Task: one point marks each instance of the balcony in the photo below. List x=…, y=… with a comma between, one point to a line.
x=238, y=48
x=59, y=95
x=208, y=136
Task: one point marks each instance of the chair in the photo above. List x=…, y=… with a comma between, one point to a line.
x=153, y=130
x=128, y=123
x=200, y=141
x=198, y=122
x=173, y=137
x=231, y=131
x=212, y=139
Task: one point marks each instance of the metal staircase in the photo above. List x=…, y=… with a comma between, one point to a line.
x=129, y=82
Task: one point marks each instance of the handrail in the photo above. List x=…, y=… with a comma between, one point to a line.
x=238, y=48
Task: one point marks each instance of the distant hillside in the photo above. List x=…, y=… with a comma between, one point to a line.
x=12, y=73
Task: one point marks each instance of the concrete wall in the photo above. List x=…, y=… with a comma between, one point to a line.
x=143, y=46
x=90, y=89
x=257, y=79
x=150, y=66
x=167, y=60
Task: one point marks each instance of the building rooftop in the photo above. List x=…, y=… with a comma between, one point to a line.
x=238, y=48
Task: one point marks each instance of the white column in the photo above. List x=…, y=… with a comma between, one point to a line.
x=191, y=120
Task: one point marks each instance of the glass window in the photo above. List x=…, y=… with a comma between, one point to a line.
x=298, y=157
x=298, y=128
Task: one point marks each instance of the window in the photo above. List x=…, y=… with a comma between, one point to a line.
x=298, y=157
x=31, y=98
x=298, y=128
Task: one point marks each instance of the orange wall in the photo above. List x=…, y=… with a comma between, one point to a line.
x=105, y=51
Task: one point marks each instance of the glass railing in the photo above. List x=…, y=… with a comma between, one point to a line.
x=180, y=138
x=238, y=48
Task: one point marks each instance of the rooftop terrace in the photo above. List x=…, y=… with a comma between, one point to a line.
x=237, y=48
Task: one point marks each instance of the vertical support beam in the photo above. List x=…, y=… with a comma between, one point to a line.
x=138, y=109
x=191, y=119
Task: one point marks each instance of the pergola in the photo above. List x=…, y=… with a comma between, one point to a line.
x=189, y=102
= = =
Would you return exactly, and only, the lines beginning at the one with "Task: one point marks each instance of the orange" and ending at the last line of the listing?

Task: one point marks each instance of the orange wall in the photo above. List x=…, y=… with a comma between, one point to a line.
x=105, y=51
Task: one point marks each instance of the glass railing in the photo above. List x=…, y=… with a comma between, one point to a line.
x=180, y=138
x=238, y=48
Task: one point marks each instance of the rooftop terrace in the photo above. List x=…, y=… with a comma between, one point to a line.
x=237, y=48
Task: one point marks each instance of the vertical support beam in the photo above. List x=…, y=… with a comma between, one point to a line.
x=138, y=109
x=191, y=119
Task: one point marks each instance of the pergola in the photo above. List x=…, y=… with a comma between, one point to a line.
x=189, y=102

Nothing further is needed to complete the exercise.